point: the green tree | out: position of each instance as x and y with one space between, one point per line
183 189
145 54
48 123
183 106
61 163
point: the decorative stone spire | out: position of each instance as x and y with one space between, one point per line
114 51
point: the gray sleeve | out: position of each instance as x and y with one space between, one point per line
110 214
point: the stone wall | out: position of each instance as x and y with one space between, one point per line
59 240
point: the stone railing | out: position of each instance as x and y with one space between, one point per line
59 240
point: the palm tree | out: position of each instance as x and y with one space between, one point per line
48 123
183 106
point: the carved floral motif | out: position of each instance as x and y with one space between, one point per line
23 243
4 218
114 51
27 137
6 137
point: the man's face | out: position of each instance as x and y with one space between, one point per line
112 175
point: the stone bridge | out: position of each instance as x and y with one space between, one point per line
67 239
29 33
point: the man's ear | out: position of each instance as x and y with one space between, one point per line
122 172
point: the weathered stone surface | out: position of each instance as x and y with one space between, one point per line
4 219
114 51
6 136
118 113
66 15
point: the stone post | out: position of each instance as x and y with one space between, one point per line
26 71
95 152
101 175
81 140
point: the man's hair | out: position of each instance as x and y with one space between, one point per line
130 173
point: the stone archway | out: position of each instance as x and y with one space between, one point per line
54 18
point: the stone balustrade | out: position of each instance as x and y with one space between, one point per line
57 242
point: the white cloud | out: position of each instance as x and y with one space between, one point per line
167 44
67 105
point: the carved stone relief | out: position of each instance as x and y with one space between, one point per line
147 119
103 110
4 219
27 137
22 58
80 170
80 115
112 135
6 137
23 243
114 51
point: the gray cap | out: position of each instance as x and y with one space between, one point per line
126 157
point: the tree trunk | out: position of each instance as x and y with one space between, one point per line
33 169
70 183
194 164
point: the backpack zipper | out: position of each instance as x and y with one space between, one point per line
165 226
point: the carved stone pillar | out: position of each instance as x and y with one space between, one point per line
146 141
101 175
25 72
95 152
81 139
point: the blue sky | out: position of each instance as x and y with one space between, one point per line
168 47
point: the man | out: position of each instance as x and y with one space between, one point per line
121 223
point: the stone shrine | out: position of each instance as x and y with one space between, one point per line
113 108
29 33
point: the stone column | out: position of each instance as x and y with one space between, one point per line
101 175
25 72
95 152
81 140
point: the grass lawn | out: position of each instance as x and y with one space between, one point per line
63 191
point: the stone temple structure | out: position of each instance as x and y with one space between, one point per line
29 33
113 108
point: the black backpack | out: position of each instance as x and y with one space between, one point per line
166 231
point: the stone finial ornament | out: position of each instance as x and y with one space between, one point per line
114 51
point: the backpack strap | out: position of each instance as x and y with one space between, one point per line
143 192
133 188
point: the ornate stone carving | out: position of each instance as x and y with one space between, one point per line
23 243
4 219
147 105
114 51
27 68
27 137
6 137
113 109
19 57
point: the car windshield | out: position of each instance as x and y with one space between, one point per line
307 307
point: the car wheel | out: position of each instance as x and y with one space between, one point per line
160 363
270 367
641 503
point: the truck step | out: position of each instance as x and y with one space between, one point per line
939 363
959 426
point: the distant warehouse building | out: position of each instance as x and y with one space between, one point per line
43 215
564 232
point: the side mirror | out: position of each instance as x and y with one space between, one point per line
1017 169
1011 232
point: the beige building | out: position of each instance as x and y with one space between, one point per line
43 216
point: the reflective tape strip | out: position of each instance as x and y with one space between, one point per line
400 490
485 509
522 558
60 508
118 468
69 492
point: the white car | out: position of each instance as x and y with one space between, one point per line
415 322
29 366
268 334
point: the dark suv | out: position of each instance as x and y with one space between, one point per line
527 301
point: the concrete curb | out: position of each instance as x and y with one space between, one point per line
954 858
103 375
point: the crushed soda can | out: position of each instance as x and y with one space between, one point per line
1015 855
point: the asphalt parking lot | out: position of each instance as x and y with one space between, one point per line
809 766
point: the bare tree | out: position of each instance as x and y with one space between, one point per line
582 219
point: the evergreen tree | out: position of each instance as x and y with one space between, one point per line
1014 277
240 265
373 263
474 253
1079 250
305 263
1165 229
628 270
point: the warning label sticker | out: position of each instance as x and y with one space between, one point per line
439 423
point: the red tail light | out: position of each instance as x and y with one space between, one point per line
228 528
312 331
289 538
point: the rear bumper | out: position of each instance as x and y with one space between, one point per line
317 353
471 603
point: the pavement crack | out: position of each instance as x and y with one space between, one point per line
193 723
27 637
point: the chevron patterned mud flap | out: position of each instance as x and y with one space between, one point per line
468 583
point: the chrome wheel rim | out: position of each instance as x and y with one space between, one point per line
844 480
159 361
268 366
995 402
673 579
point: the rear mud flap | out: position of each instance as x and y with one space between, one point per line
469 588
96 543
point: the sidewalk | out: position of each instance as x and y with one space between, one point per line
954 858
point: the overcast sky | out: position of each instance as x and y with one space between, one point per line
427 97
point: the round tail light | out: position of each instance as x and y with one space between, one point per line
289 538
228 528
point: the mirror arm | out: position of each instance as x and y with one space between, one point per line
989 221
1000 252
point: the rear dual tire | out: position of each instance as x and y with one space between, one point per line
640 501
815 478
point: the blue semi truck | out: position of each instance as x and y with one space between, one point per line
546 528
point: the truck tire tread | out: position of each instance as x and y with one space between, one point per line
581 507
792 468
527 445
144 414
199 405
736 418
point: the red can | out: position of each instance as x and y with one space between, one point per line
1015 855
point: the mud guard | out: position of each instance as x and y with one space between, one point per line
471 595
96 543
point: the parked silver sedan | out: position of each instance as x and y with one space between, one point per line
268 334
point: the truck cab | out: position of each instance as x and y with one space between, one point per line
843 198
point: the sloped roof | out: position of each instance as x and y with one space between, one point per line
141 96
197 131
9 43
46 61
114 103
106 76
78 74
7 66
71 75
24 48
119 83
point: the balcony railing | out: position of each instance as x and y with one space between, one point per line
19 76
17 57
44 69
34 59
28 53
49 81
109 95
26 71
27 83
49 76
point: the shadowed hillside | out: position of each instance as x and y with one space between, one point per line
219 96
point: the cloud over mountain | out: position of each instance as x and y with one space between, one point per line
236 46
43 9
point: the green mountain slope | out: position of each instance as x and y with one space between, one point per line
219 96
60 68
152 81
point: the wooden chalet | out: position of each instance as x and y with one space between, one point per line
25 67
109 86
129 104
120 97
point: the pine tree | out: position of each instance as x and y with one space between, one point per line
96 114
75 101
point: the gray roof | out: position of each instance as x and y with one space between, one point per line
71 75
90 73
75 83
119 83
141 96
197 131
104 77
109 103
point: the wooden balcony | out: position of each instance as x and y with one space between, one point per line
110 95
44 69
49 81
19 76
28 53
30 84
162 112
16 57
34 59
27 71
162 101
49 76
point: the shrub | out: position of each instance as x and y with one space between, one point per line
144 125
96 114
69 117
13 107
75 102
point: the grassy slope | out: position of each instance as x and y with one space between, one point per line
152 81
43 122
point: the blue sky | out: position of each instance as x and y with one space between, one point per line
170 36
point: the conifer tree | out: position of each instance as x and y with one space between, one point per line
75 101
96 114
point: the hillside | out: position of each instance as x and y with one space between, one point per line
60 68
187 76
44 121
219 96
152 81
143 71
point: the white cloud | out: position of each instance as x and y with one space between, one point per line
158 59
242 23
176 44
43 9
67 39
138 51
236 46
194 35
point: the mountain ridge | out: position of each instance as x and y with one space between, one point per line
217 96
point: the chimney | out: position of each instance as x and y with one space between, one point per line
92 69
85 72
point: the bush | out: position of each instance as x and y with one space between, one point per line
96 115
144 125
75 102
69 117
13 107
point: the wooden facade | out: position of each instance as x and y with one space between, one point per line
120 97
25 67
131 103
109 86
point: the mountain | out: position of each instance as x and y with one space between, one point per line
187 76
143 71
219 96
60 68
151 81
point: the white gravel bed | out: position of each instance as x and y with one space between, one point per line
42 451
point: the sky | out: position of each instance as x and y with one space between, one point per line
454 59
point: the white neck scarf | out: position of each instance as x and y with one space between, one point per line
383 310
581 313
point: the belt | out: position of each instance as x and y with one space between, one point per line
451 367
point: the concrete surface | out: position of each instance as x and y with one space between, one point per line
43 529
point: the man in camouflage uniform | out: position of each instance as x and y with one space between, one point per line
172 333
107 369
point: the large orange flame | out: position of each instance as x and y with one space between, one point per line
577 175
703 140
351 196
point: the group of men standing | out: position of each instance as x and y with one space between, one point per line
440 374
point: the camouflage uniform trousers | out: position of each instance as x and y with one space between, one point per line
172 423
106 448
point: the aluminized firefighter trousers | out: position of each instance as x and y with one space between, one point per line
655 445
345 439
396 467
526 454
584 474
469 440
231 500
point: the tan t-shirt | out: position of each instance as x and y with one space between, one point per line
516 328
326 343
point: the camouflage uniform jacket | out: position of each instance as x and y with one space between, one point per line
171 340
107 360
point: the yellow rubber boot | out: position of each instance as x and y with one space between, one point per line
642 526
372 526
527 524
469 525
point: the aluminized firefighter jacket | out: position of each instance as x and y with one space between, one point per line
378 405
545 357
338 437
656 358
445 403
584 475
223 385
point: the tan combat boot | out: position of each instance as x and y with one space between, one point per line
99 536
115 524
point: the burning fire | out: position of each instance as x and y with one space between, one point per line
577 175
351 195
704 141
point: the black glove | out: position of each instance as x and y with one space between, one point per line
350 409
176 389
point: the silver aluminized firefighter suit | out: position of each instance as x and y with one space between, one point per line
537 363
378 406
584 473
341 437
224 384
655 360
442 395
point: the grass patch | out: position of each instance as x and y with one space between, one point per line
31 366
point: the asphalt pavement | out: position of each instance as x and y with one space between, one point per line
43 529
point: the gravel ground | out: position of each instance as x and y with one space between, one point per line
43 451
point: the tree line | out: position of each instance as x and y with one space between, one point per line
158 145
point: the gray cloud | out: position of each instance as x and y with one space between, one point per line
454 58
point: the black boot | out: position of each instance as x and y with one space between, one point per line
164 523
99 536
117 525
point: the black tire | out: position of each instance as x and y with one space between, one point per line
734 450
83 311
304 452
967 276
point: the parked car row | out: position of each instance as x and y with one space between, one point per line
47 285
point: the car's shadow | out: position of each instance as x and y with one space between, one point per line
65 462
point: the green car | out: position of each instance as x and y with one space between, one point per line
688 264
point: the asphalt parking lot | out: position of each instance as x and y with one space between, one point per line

****

▶ _Aim_: Rewrite everything from the line containing "point: the aluminized firefighter jacket" down to the end of the records, keeping every line, and add 19 to each x and y coordinate.

▶ _Result_:
point: the aluminized firefighter jacket | out: position of each instance as x and y with one space between, one point per line
397 424
564 376
357 456
675 377
464 422
603 494
242 404
point: the tan combat boot | out: position of each instance as x and y with one space between, one point per line
118 555
134 543
point: the burning fire | out: position of each instance as x and y with one space between, one point per line
596 194
370 214
723 160
point: the black glove | out: position of each instance as x and y with one space between, one point per line
369 428
195 408
point: the silver aluminized firefighter suit | out: position of each instance as x and y with one space between, one point per line
556 382
397 425
603 492
360 456
243 403
674 379
461 414
point: the grass patch | out: position of each instance as x and y with one space between, one point per line
50 385
point: the asphalt pavement | out: position of each instance as x and y with one space between, one point per line
62 548
point: the gravel ground | out: position of each instance as x and y with one space between, one point per line
62 470
point: the tree line | out: position of each instance as x and y with one space between, one point per line
177 164
point: the gray cloud | out: position of each instance as x and y with one space between, one point per line
473 77
point: the black boot | out: position of each instance as x and y with one space between, one point per line
183 542
118 555
136 544
point: the black tire | out: position of each instance as x and y with one space between, one point per line
753 469
102 330
323 471
986 295
point: the parked car row | out: position of each instance as x and y with one space between, one point per line
66 304
point: the car's shadow | out: position of each instance as x and y with one space between, one point per line
84 481
point: the green car | out: position of each instance as x and y with one space between, one point per line
707 283
point: the asphalt parking lot | out: position of each instance as x and y with one space between, one point per line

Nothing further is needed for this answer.